Task instructions: Please copy exactly the lines that begin with the one containing "of the dead" and end with the last line of the entries.

The records:
-*-*-
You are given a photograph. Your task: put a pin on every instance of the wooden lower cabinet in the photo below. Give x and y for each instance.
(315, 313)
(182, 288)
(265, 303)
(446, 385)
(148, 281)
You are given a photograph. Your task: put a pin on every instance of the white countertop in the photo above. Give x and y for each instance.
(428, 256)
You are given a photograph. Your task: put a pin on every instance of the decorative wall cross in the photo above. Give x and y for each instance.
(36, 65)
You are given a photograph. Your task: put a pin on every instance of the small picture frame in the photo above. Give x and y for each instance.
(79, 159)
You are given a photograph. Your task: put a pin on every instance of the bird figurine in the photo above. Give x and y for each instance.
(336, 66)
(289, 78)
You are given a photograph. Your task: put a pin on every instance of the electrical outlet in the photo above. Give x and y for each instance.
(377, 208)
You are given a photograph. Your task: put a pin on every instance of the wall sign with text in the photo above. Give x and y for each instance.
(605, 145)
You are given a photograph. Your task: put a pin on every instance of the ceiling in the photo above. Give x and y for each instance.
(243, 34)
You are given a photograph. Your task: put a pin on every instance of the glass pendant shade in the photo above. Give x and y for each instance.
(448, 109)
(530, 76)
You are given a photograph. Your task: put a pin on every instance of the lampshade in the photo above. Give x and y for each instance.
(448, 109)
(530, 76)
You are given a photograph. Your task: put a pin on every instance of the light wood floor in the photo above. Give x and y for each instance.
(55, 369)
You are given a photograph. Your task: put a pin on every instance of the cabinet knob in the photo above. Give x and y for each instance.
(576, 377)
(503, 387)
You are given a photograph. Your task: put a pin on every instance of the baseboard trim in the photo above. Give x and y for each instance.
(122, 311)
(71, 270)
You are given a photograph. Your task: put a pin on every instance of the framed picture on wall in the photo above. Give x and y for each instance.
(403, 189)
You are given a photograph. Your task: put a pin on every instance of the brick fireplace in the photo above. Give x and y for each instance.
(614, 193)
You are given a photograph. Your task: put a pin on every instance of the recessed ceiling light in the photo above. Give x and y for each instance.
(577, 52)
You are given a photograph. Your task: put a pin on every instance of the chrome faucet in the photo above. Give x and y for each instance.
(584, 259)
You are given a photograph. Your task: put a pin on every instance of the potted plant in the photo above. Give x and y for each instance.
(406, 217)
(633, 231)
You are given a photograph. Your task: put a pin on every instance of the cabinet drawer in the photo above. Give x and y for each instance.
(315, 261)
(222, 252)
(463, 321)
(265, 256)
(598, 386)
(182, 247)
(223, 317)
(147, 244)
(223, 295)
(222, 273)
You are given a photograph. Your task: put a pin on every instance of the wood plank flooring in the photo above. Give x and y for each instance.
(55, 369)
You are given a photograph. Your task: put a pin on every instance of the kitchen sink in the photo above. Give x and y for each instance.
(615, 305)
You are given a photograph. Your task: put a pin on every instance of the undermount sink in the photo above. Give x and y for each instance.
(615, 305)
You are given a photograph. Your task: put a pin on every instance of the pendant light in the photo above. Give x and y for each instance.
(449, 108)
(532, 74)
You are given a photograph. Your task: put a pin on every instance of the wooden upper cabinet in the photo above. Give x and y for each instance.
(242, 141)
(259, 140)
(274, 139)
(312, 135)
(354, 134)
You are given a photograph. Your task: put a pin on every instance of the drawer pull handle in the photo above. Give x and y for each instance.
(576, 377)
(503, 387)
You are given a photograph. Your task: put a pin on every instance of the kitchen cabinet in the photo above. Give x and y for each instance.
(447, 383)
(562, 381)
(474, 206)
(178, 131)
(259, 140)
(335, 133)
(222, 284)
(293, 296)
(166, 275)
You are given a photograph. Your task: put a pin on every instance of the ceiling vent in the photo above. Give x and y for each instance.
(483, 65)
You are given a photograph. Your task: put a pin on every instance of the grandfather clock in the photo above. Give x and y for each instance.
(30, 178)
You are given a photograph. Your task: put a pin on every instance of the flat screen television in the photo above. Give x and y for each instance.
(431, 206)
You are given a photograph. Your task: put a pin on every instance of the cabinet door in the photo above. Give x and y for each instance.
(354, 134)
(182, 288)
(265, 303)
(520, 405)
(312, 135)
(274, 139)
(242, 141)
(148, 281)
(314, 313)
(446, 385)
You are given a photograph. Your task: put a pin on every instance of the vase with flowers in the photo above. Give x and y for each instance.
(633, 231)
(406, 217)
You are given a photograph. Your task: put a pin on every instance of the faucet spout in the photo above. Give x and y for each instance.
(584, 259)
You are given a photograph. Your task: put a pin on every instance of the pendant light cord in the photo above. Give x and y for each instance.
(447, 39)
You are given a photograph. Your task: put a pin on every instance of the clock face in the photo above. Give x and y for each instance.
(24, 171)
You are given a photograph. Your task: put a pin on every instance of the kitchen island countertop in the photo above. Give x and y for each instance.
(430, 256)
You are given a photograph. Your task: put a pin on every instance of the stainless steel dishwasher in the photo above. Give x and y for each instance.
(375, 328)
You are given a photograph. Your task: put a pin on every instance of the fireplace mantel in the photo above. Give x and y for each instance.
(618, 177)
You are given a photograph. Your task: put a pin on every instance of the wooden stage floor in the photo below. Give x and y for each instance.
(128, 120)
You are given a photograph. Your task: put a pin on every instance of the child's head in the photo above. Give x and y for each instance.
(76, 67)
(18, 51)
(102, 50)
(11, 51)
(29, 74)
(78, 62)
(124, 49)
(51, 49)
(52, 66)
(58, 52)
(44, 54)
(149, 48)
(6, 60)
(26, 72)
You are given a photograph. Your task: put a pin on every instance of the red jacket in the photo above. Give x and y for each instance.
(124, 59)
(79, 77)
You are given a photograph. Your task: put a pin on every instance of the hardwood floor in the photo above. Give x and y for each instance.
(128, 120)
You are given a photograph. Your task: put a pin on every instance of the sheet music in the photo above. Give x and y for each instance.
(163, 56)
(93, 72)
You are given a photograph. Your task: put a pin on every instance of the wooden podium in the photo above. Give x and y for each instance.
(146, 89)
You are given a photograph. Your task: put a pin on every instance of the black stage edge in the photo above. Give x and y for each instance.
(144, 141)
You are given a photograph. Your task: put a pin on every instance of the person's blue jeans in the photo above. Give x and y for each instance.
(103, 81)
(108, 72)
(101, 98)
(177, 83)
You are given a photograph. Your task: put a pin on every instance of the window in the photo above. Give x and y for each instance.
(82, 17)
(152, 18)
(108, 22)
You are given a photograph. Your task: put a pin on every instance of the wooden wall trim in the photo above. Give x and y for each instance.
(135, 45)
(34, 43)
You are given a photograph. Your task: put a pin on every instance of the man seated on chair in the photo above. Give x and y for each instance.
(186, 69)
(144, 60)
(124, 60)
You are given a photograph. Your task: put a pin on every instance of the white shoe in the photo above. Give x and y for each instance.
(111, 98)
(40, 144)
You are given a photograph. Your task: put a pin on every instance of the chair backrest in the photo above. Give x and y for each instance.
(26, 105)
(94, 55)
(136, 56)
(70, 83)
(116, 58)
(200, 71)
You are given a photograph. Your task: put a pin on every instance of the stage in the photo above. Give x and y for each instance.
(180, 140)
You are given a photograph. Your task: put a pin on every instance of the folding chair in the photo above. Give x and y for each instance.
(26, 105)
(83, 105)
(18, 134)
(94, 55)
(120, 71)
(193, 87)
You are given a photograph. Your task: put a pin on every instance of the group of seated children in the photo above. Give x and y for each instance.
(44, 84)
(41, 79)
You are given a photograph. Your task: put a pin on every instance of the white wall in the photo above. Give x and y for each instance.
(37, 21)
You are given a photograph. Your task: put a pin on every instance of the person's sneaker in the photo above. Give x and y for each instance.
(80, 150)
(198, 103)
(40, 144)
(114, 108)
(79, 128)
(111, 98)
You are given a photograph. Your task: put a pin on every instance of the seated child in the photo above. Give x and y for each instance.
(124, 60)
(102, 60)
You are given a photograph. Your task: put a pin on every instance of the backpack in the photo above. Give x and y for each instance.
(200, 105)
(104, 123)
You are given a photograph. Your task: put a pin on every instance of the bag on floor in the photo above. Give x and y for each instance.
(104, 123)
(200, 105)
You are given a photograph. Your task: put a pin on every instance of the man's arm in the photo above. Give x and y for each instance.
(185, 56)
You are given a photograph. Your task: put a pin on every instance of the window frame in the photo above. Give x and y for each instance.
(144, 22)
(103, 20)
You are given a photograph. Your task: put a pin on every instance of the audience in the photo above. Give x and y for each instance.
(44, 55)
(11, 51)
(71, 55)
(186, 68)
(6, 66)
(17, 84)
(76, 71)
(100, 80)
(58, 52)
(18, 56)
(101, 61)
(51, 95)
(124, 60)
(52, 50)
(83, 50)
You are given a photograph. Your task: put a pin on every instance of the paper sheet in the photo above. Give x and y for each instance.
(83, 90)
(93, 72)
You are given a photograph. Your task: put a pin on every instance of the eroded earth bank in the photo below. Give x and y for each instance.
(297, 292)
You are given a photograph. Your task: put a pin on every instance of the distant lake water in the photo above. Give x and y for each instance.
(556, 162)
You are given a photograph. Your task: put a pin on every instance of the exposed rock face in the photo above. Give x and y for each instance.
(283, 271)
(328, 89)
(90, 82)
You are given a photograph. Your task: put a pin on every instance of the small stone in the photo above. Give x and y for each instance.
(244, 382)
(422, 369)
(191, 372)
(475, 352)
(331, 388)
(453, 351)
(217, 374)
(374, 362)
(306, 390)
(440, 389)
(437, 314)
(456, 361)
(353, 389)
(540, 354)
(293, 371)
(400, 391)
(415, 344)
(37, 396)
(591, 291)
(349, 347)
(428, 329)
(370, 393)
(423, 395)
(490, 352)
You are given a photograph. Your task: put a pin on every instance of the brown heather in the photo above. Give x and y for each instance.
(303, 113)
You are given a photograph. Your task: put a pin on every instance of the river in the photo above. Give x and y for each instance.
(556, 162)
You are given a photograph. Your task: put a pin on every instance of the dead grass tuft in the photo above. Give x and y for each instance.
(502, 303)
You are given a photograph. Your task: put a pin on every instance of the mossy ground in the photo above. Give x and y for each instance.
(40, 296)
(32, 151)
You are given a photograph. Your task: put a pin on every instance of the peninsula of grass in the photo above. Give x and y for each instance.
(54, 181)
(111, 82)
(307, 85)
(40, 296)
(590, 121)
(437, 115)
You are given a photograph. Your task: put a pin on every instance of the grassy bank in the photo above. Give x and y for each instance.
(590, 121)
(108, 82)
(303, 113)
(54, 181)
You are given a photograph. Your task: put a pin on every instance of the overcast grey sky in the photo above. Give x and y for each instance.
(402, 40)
-*-*-
Written answer:
You are given a photograph. Your task: put a pin on every instance of the dead grass tuft in the photo above. Give x and y for each instance.
(502, 303)
You are given a photograph. Your task: put a pin on every instance of the mossy ground in the photo above. Give x and y for each instance.
(40, 296)
(32, 151)
You are given a photograph. Your task: put a pin on every instance of the peninsula of grass in the photo above. Give x and y for each instance.
(54, 181)
(111, 82)
(307, 85)
(40, 296)
(590, 121)
(437, 115)
You are given a photograph. Your task: put a pin on every instance of the grassy bank in the photo above. Give x and y for each instance.
(590, 121)
(108, 82)
(303, 113)
(54, 181)
You are given a photograph. Your task: put a pin on every instance of the overcast grey sky in the photo above. Give x and y for each instance.
(402, 40)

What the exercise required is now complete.